Repeat, line for line, the entries printed below.

— START The input —

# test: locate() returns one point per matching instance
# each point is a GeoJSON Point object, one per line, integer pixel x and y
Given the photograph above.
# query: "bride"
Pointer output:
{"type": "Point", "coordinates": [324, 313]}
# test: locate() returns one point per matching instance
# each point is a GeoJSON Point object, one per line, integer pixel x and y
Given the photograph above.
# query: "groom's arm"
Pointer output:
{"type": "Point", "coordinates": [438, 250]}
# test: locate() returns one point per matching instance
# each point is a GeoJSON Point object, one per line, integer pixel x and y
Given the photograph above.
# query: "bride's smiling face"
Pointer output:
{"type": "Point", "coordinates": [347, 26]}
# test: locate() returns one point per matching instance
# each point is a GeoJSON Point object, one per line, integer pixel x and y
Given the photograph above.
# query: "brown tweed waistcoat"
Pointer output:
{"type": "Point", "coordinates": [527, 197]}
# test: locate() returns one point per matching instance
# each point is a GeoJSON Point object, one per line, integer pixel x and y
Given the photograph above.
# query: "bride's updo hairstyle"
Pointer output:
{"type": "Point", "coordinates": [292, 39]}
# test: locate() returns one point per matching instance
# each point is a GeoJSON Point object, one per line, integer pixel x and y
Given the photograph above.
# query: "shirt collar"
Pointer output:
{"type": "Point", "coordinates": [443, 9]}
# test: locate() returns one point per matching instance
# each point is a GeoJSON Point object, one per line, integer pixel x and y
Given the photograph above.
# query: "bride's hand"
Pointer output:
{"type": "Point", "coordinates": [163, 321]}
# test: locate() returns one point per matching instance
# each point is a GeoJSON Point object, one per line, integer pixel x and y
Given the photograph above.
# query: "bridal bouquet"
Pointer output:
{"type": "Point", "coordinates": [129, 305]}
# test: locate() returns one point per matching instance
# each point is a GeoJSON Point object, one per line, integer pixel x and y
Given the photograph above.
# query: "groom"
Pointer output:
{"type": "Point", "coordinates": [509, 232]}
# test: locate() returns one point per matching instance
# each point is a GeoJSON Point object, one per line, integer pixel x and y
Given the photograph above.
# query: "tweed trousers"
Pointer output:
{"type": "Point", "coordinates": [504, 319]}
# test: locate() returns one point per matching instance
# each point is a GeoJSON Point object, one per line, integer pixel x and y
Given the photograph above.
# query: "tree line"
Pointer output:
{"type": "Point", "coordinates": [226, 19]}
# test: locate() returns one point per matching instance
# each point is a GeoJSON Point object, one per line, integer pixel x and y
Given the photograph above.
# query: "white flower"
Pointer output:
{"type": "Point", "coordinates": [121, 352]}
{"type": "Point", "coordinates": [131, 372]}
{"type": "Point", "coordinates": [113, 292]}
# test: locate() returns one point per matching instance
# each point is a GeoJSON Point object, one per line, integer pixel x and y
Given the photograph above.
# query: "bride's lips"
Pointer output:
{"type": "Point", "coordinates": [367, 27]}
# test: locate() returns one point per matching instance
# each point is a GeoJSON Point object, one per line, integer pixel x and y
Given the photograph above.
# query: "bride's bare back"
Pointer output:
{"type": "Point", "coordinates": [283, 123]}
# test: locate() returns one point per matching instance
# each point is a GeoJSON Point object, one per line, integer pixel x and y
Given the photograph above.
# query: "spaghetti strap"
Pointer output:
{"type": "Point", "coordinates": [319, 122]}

— END The input —

- _Solution for this exercise_:
# test: locate() returns one point per matching instance
# each point is a GeoJSON Point object, one per line, integer pixel x and y
Given the photograph above.
# query: "bride"
Pointer output:
{"type": "Point", "coordinates": [324, 313]}
# test: locate() returns one point per matching instance
# each point is a GeoJSON Point object, one per line, integer pixel x and y
Given the photograph above.
# query: "groom's arm"
Pointer output:
{"type": "Point", "coordinates": [438, 250]}
# test: locate() returns one point per matching instance
# each point is a GeoJSON Point object, one per line, integer pixel x and y
Given the photograph above.
# query: "bride's smiling face"
Pointer output:
{"type": "Point", "coordinates": [347, 26]}
# test: locate() returns one point per matching instance
# each point is a GeoJSON Point object, one per line, integer pixel x and y
Given the photograph above.
# query: "brown tweed waistcoat"
Pointer output:
{"type": "Point", "coordinates": [527, 197]}
# test: locate() returns one point per matching instance
# each point is a GeoJSON Point object, one per line, integer pixel x and y
Given the photograph above.
# query: "bride's updo hairstyle"
Pointer output:
{"type": "Point", "coordinates": [292, 39]}
# test: locate() returns one point per matching instance
# each point is a GeoJSON Point object, one per line, integer pixel x and y
Given the photograph above.
# query: "shirt collar"
Pointer output:
{"type": "Point", "coordinates": [443, 9]}
# test: locate() returns one point per matching instance
# each point is a GeoJSON Point object, one per line, integer pixel x and y
Given the photograph above.
# query: "bride's hand"
Pointer output:
{"type": "Point", "coordinates": [163, 321]}
# test: locate() returns one point per matching instance
# each point is a GeoJSON Point object, one per line, integer pixel x and y
Given the photograph above.
# query: "bridal bouquet"
Pointer output:
{"type": "Point", "coordinates": [129, 305]}
# test: locate() returns one point per matching instance
# each point is a GeoJSON Point object, one per line, integer pixel x and y
Given the photograph above.
# query: "groom"
Pointer output:
{"type": "Point", "coordinates": [509, 232]}
# test: locate() returns one point per matching instance
# each point is a GeoJSON Point object, one per line, integer pixel x and y
Given the photograph above.
# query: "tweed trousers"
Pointer output:
{"type": "Point", "coordinates": [504, 319]}
# test: locate() returns one point per matching instance
# each point is a GeoJSON Point object, one per line, integer pixel x and y
Given the photograph above.
# query: "tree line"
Pointer output:
{"type": "Point", "coordinates": [226, 19]}
# test: locate() returns one point per matching instance
# each point is a GeoJSON Point object, one per line, integer pixel x and y
Given the photograph above.
# query: "white flower"
Pointer output:
{"type": "Point", "coordinates": [121, 352]}
{"type": "Point", "coordinates": [131, 372]}
{"type": "Point", "coordinates": [113, 292]}
# test: locate() returns one point per matching instance
# each point is a GeoJSON Point object, one per line, integer pixel x and y
Given the photograph above.
# query: "bride's lips"
Pointer output:
{"type": "Point", "coordinates": [367, 27]}
# test: locate() returns one point per matching instance
# each point is a GeoJSON Point object, one per line, integer pixel x and y
Given the photograph above.
# query: "bride's bare back"
Pointer output:
{"type": "Point", "coordinates": [283, 123]}
# test: locate() returns one point per matching instance
# each point is a GeoJSON Point object, one per line, integer pixel x and y
Given the photograph above.
# query: "spaghetti strap"
Pointer output:
{"type": "Point", "coordinates": [319, 122]}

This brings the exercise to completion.